_What to work on_.
Each line of the material must be returned exactly.
======== Given records ========
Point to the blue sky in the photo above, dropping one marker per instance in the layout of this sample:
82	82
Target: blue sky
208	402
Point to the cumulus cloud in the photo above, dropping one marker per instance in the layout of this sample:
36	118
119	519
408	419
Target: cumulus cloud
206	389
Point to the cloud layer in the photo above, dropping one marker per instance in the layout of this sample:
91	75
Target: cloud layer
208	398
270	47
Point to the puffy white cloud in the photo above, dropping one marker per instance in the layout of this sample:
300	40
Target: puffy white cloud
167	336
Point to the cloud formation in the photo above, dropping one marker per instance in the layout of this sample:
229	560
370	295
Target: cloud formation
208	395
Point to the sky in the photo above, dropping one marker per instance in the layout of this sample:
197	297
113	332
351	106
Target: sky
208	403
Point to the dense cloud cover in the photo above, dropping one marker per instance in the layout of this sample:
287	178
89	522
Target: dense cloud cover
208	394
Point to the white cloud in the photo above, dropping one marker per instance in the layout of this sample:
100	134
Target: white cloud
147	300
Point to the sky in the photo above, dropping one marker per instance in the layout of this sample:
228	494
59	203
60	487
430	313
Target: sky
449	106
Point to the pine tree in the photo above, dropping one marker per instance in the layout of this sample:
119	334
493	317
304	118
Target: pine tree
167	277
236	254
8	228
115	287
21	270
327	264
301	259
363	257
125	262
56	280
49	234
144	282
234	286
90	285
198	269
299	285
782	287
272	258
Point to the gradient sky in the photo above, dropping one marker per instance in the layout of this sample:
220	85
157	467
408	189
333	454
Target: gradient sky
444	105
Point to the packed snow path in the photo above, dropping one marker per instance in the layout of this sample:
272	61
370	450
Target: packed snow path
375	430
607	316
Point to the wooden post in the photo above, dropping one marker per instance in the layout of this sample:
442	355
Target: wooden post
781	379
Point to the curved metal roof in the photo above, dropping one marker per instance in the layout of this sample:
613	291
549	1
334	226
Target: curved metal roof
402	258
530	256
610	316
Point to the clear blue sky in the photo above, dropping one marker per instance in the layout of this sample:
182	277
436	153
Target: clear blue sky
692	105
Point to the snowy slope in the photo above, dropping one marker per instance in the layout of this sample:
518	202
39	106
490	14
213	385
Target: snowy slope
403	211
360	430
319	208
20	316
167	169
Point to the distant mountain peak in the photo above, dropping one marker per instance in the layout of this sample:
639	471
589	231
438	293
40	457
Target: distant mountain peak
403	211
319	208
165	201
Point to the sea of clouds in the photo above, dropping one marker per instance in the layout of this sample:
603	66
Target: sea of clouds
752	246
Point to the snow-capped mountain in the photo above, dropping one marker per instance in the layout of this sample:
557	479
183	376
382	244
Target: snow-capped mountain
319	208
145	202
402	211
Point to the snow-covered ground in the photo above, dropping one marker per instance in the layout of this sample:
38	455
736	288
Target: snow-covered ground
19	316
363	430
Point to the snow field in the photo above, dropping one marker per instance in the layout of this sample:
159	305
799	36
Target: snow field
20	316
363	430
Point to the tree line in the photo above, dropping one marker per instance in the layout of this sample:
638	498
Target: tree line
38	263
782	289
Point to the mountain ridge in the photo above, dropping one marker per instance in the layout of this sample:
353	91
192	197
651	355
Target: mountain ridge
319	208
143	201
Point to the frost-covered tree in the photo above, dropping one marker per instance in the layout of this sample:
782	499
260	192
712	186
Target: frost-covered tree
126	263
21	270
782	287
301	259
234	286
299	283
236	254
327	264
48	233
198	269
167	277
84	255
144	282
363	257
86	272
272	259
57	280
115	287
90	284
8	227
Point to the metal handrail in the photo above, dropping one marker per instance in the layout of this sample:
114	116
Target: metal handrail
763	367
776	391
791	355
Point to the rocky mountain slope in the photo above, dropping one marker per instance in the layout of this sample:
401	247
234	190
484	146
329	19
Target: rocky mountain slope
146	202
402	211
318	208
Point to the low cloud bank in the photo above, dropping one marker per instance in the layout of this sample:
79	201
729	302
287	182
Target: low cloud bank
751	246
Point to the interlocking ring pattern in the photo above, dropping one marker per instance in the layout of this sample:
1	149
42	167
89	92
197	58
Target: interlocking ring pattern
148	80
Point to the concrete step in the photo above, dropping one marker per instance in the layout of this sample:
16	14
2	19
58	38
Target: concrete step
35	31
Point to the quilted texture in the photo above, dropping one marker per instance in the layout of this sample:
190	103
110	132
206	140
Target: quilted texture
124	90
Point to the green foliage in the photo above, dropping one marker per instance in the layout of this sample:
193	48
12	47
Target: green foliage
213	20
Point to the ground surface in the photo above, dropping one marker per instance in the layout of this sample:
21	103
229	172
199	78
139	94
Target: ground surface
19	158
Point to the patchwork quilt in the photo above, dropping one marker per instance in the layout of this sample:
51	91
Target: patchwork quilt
========
_Result of the exercise_.
Point to the blue sky in the photo above, dropping one marker per instance in the layout of this sample:
82	82
Target: blue sky
208	402
Point to the cumulus cloud in the photo above, dropping one marker per instance in the layout of this sample:
36	118
119	519
408	419
Target: cumulus cloud
206	389
Point to the cloud layer in the photo above, dropping one marker per instance in the layout of this sample:
91	75
Target: cloud layer
208	398
270	47
Point to the puffy white cloud in the photo above, dropping one marker per instance in the layout of this sample:
300	40
Target: puffy white cloud
167	336
Point to the cloud formation in the photo above, dropping one marker per instance in the layout of this sample:
229	560
370	295
Target: cloud formation
208	395
Point to the sky in the photo above, dropping one marker per instance in the layout of this sample:
197	297
113	332
351	106
Target: sky
208	403
Point to the dense cloud cover in the photo above, dropping one marker per instance in the layout of this sample:
287	178
89	522
Target: dense cloud cover
208	394
Point to the white cloud in the photo above, dropping one marker per instance in the layout of this sample:
100	134
Target: white cloud
147	300
Point to the sky in the photo above, dropping one marker per instance in the layout of this sample:
228	494
59	203
60	487
430	313
Target: sky
449	106
Point to the pine tree in the photo above, dropping one marker per instance in the layout of this sample:
119	334
493	317
304	118
Target: pine tree
167	277
236	254
8	228
115	287
21	270
327	264
301	259
363	257
125	262
56	280
49	234
144	282
234	286
90	285
198	269
299	285
782	287
272	258
Point to the gradient sky in the photo above, dropping one marker per instance in the layout of this sample:
220	85
157	467
408	189
333	454
Target: gradient sky
444	105
Point to the packed snow path in the photo above, dropping one marker per instance in the layout of this sample:
272	61
370	450
Target: packed snow path
375	430
607	316
Point to the wooden post in the photo above, dropping one marker per instance in the layout of this sample:
442	355
Target: wooden post
781	379
Point to the curved metal roof in the photo above, dropping one marker per instance in the layout of this sample:
613	291
549	1
334	226
Target: curved metal roof
402	258
530	256
610	316
Point to the clear blue sky in the photo above, dropping one marker per instance in the layout of this sample:
182	277
436	153
Target: clear blue sky
692	105
Point to the snowy slope in the photo above, dropping one marker per instance in the layout of this sample:
518	202
39	106
490	14
213	385
Target: snowy slope
403	211
360	430
319	208
20	316
167	169
Point to the distant mountain peak in the photo above, dropping one marker per instance in the layout of this sample:
639	471
589	231
438	293
40	457
Target: distant mountain peak
403	211
319	208
165	201
Point to the sea of clouds in the photo above, dropping one marker per instance in the layout of this sample:
603	66
Target: sea of clouds
752	246
Point to the snow-capped mountain in the photo above, dropping one marker per instance in the layout of this sample:
557	479
183	376
382	244
Target: snow-capped mountain
319	208
145	202
402	211
Point to the snow-covered ground in the photo above, dropping one marker per instance in the layout of this sample:
38	455
736	288
Target: snow-covered ground
19	316
363	430
Point to the snow field in the photo above, dropping one marker per instance in the layout of this sample:
159	305
799	36
Target: snow field
20	316
363	430
Point to the tree line in the photo above, dropping one marker per instance in the layout of this sample:
638	498
Target: tree line
38	263
782	289
Point to the mountain ridge in the photo above, dropping one marker per instance in the layout of this sample:
353	91
192	197
651	355
Target: mountain ridge
319	208
143	201
Point to the frost-covered tree in the photo above, dropping one marker per instance in the layout of this sample:
782	499
260	192
712	186
Target: frost-covered tree
126	263
21	270
782	287
301	259
234	286
299	283
236	254
327	264
48	233
198	269
167	277
84	255
144	282
363	257
86	272
272	259
57	280
115	287
90	284
8	227
Point to the metal handrail in the photo above, dropping one marker per instance in the layout of this sample:
114	116
Target: metal handrail
763	367
776	391
791	355
Point to the rocky mountain slope in the photo above, dropping one marker per instance in the layout of this sample:
401	247
234	190
484	146
329	19
Target: rocky mountain slope
146	202
402	211
318	208
Point to the low cloud bank in the photo above, dropping one marker per instance in the layout of this sample:
79	201
729	302
287	182
Target: low cloud bank
751	246
Point to the interlocking ring pattern in the photo above, dropping one marker per instance in the layout of this sample:
1	149
42	167
89	92
197	58
Target: interlocking ring pattern
148	80
Point to the concrete step in the photo above, dropping one marker per instance in the layout of this sample:
16	14
2	19
58	38
Target: concrete step
35	31
Point to the quilted texture in the photo above, dropping one marker per instance in the layout of this sample:
190	103
110	132
206	140
Target: quilted texture
124	90
Point to the green foliage in the photo above, dropping one marker per instance in the layout of this sample:
193	48
12	47
Target: green foliage
213	20
Point to the ground surface in the photo above, dropping one marker per instance in the layout of this sample:
21	103
229	172
199	78
139	94
Target: ground surface
19	158
Point to the patchwork quilt in the photo above, dropping one marker per instance in the layout of this sample:
51	91
Target: patchwork quilt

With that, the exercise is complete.